- **EXERCISE TASKS**:
• a. Please list every country named in the article on AIDS in southern Africa.
• b. According to the article on AIDS in southern Africa, how many people in the SADC region still needed food aid?

- **TEXT FOR ANALYSIS**:
Southern Africa should treat AIDS as a political, social and economic crisis because it is killing off people crucial to its development, Malawian President Bingu wa Mutharika said on Monday.

Almost two-thirds of the world’s HIV/AIDS sufferers -- or 25 million people -- live in sub-Saharan Africa, while the southern African nations of Botswana and Swaziland have the highest prevalence rates, above 35 percent.

Mutharika, who was elected earlier this year, told an annual summit of the Southern African Development Community (SADC) that the region was losing professionals and officials at a rate faster than replacements could be trained.

“We continue to lose prominent politicians and members of parliament to the AIDS pandemic,” he said.

More resources needed
Some countries, like sparsely populated Botswana, are pulling out all the stops to halt the spread of the epidemic while others are doing relatively little. South Africa launched its first program to distribute life-prolonging antiretroviral drugs early in 2004.

In speeches at the start of the two-day summit, other leaders and top SADC officials urged action to help the region overcome food shortages partly caused by perennial droughts, and put more resources into fighting the HIV-AIDS epidemic.

Prema Ramsamy, who heads the 13-nation political and economic group, said that although cereal production in SADC was 10 percent higher this year at 24.97 million tons, about 5.4 million people in the region still needed food aid.

Ramsamy said SADC had re-organized its secretariat -- which coordinates programs and activities -- in the past four years to help it spearhead regional development better, but it still needed more resources.

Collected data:
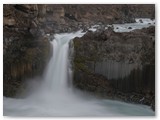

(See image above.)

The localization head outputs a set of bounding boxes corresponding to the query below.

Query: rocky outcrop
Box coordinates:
[3,4,154,97]
[73,27,155,109]
[3,5,52,97]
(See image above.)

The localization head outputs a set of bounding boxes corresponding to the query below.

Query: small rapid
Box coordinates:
[3,20,155,117]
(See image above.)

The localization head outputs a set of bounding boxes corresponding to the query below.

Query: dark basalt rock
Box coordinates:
[73,26,155,109]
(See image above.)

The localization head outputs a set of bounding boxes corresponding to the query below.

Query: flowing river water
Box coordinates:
[3,18,155,117]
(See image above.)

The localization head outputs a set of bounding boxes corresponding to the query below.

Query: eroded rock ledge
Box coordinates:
[73,27,155,110]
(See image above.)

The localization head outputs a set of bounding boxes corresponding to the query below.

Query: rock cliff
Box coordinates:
[73,27,155,109]
[3,4,154,100]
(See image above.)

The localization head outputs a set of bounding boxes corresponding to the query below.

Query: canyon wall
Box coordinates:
[73,26,155,109]
[3,4,155,97]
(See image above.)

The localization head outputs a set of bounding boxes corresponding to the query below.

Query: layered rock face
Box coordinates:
[3,4,154,97]
[73,27,155,109]
[3,5,51,97]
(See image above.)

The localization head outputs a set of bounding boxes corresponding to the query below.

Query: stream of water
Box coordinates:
[3,19,155,117]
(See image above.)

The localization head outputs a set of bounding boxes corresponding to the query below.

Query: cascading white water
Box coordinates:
[3,31,154,117]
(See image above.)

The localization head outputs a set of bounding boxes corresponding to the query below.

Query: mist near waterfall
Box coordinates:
[3,30,155,117]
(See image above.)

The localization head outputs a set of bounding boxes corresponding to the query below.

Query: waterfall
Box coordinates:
[3,31,155,117]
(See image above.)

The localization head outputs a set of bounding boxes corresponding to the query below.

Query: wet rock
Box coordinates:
[73,27,155,109]
[128,27,132,29]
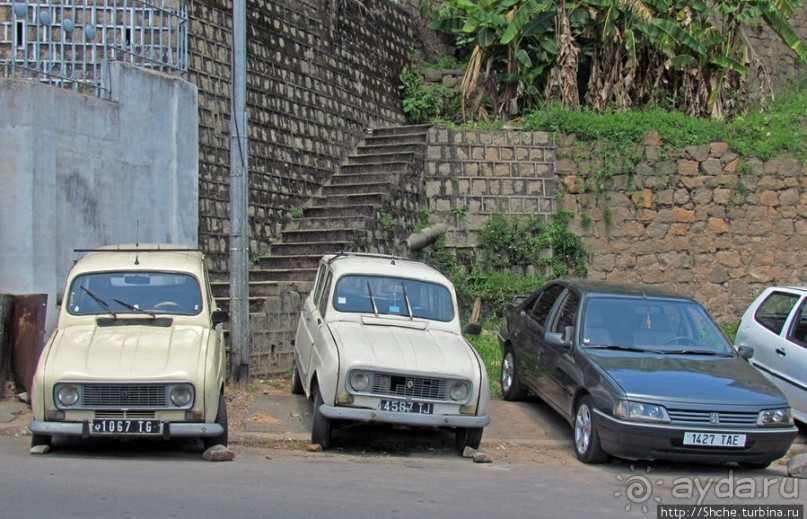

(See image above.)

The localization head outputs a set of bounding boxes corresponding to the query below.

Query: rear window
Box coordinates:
[754,292,799,335]
[333,275,454,321]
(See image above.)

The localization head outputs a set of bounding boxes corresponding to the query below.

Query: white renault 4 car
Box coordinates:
[292,253,490,453]
[28,245,228,447]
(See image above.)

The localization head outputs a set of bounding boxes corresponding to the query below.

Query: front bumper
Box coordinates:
[319,405,490,427]
[594,409,798,463]
[28,420,224,439]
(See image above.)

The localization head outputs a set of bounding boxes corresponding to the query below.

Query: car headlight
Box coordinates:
[350,371,370,391]
[170,384,193,407]
[56,384,78,407]
[448,382,468,400]
[757,407,793,427]
[614,400,670,422]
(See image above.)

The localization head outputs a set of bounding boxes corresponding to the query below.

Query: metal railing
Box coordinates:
[0,0,189,97]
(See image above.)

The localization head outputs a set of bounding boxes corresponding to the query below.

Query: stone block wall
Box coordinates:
[424,127,560,263]
[558,134,807,323]
[188,0,413,272]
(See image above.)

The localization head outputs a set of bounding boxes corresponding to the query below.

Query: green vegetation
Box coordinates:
[400,67,456,124]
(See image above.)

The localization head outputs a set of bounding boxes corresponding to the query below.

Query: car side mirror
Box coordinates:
[462,323,482,335]
[210,308,230,326]
[737,346,754,360]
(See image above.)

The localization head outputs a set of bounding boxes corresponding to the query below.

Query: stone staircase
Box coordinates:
[213,126,429,375]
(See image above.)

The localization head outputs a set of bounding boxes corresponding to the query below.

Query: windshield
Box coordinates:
[66,272,202,316]
[582,297,731,355]
[333,275,454,321]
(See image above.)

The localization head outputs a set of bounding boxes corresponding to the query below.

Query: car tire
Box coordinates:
[291,360,303,395]
[454,427,484,454]
[573,395,609,463]
[499,346,526,402]
[31,434,53,449]
[202,393,229,450]
[311,388,331,450]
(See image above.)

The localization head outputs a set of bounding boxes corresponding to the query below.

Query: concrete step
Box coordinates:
[321,181,397,197]
[282,228,364,244]
[347,151,417,164]
[338,161,409,176]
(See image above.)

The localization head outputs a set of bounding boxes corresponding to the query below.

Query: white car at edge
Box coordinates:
[292,253,490,452]
[734,286,807,424]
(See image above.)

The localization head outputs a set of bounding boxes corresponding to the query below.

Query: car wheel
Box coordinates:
[291,361,303,395]
[202,393,228,450]
[454,427,483,454]
[501,346,525,402]
[31,434,53,448]
[311,388,331,450]
[574,395,608,463]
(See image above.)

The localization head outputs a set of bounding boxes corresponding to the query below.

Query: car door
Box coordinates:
[295,263,329,387]
[539,290,580,418]
[510,284,564,394]
[737,290,807,419]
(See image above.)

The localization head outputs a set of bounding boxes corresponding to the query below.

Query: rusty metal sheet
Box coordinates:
[11,294,48,393]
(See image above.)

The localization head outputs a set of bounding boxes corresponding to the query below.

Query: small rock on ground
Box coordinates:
[29,445,50,454]
[202,445,235,461]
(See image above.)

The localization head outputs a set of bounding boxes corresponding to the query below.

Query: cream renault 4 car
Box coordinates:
[292,253,490,452]
[28,245,228,447]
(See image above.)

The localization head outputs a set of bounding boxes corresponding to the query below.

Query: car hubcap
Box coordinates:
[502,353,513,391]
[574,404,591,454]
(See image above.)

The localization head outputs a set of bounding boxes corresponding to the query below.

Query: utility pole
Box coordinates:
[230,0,250,387]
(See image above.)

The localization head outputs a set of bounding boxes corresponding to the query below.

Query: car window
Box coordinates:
[754,292,799,335]
[67,271,202,315]
[787,298,807,348]
[530,285,563,326]
[333,274,454,321]
[550,292,580,333]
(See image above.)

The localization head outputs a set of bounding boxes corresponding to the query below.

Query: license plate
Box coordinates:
[684,432,745,447]
[379,400,434,414]
[90,419,162,436]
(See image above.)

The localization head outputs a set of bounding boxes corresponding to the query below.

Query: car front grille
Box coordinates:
[667,409,757,427]
[78,384,169,409]
[368,373,448,400]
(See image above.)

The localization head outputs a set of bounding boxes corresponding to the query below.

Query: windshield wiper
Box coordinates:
[586,344,664,353]
[401,281,415,321]
[81,285,118,319]
[113,299,157,319]
[367,279,378,317]
[663,350,729,356]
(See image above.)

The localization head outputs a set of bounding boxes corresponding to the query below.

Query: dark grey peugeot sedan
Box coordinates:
[499,280,797,468]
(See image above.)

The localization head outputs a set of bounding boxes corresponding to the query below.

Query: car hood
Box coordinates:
[589,350,787,406]
[329,321,479,380]
[45,325,206,380]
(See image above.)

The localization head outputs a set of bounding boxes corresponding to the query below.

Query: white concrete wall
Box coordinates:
[0,62,199,331]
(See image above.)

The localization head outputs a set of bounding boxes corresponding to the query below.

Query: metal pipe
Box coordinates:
[230,0,250,387]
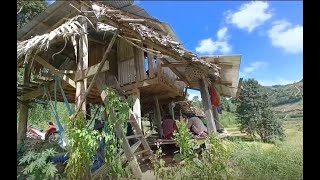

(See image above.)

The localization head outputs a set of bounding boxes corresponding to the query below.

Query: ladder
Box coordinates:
[96,77,153,178]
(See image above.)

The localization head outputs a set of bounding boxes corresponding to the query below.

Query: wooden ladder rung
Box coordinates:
[127,134,143,139]
[134,149,151,156]
[128,120,137,123]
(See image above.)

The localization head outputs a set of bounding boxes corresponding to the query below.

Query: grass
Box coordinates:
[152,119,303,180]
[230,121,303,180]
[220,111,237,128]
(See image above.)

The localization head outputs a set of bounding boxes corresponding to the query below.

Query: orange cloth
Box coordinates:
[209,84,221,107]
[162,119,177,139]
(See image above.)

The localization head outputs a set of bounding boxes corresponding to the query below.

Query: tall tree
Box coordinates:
[236,79,283,142]
[17,0,48,30]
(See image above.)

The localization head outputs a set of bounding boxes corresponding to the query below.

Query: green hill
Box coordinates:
[263,80,303,120]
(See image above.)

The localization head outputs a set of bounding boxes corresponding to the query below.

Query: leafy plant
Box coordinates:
[104,122,129,179]
[17,0,48,29]
[237,79,283,142]
[174,121,198,158]
[104,88,132,179]
[66,113,102,180]
[188,135,231,180]
[19,149,58,179]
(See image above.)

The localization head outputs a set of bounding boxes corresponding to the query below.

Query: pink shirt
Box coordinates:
[188,117,208,135]
[162,119,176,137]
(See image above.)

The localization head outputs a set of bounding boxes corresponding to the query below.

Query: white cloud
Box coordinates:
[196,27,232,55]
[258,78,299,86]
[217,27,228,41]
[47,0,55,5]
[240,61,268,77]
[133,0,141,5]
[226,1,272,32]
[268,20,303,54]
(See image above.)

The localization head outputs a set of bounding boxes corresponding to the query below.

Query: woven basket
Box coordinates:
[185,65,208,81]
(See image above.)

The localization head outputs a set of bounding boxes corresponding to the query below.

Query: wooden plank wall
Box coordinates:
[89,41,118,84]
[117,39,136,86]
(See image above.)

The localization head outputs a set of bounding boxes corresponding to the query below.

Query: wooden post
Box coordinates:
[133,89,142,129]
[169,102,174,120]
[133,47,145,81]
[212,106,221,130]
[86,103,91,120]
[148,47,154,78]
[154,97,163,138]
[75,6,89,114]
[17,63,30,144]
[199,78,217,134]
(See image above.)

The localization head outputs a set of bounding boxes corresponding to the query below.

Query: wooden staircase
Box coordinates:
[96,75,153,178]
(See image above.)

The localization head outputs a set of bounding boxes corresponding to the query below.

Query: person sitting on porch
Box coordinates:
[187,113,208,137]
[162,115,177,139]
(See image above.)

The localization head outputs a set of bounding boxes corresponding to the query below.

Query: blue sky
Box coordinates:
[45,1,303,100]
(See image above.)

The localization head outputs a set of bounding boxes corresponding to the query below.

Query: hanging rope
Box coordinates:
[87,107,101,128]
[45,86,64,142]
[55,76,73,116]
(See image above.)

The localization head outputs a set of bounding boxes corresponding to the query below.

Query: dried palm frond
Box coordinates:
[17,15,92,63]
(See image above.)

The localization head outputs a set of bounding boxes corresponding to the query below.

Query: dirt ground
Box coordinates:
[140,144,179,180]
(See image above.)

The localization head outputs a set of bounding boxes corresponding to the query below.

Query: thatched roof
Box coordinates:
[17,2,219,83]
[176,101,205,116]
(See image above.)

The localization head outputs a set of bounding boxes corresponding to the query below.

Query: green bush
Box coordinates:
[231,142,303,180]
[18,149,58,179]
[220,111,238,128]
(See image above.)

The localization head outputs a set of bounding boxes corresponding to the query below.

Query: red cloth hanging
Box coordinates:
[209,84,221,107]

- **ANSWERS FOR THE EXERCISE**:
• a. Botswana, Swaziland, South Africa

• b. About 5.4 million people.